'''
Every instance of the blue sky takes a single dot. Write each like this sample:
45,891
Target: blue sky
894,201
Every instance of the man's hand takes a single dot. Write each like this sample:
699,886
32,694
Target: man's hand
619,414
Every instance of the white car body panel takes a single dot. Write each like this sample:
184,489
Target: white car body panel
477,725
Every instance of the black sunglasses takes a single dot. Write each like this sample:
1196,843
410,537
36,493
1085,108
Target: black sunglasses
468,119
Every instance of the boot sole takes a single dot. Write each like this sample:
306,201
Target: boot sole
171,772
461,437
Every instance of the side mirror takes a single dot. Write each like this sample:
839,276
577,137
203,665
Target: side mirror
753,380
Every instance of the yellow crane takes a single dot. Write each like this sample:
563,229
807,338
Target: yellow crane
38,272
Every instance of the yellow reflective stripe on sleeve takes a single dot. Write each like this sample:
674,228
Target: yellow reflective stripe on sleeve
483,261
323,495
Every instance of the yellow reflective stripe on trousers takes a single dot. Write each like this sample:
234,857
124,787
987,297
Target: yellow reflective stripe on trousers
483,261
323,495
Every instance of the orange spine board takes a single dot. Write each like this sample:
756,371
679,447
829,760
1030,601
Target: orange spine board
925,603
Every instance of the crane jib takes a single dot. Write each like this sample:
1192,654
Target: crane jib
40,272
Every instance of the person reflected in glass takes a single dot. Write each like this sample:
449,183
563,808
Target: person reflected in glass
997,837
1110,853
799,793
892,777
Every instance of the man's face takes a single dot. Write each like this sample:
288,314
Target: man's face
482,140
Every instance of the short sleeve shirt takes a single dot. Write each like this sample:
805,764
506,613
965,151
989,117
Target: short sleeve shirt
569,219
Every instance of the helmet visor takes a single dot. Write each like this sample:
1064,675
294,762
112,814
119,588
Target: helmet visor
'''
§ Aufgabenstellung
Gib die Zeilen von der Zeile mit „Every instance of the man's face“ bis einschließlich der letzten Zeile der Einträge als JSON-Liste von Zeichenketten aus, eine Zeichenkette pro Zeile und ohne Leerzeilen.

§ Ergebnis
[
  "Every instance of the man's face takes a single dot. Write each like this sample:",
  "288,314",
  "Target: man's face",
  "482,140",
  "Every instance of the short sleeve shirt takes a single dot. Write each like this sample:",
  "805,764",
  "506,613",
  "965,151",
  "989,117",
  "Target: short sleeve shirt",
  "569,219",
  "Every instance of the helmet visor takes a single dot. Write each like this sample:",
  "1064,675",
  "294,762",
  "112,814",
  "119,588",
  "Target: helmet visor"
]